▶ [TASK] Scan the entries that follow and copy out every line containing "church".

========================================

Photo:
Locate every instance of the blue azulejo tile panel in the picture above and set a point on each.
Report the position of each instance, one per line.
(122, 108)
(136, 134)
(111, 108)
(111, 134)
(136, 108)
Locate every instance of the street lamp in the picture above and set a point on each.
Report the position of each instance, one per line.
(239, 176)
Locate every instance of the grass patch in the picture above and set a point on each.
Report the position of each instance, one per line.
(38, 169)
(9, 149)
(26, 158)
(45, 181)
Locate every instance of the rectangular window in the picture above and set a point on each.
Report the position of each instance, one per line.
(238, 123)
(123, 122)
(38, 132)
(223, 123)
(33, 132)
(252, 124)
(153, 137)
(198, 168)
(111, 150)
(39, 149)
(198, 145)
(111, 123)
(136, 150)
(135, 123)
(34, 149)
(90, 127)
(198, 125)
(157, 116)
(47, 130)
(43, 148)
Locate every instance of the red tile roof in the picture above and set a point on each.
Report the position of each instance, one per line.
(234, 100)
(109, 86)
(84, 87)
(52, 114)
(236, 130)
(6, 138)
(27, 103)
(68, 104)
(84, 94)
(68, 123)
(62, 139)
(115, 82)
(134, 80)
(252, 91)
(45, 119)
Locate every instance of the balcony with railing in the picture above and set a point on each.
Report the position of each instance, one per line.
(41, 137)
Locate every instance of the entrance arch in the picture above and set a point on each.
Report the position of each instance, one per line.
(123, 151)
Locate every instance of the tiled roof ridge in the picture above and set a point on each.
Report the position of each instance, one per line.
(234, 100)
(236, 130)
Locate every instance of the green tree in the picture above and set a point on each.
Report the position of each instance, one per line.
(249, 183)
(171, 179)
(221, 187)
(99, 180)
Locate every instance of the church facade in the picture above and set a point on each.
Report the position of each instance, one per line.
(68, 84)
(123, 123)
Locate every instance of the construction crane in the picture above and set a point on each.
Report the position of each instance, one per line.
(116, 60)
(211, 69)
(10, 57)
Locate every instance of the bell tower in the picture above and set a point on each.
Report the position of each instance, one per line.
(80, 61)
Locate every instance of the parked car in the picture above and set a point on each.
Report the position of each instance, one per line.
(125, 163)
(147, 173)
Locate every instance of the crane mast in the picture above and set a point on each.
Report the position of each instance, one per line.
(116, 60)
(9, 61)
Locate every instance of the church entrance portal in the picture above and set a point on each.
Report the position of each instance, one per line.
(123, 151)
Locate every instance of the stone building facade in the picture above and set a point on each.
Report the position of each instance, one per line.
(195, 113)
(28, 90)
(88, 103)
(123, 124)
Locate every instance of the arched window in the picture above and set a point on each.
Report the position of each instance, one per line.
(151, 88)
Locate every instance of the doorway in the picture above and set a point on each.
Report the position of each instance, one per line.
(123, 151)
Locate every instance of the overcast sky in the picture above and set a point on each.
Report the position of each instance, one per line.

========================================

▶ [SOLUTION FOR THIS TASK]
Locate every instance of the church facade in the picture above and set a point on each.
Locate every instance of the church entrance portal in the picture above and set a point on each.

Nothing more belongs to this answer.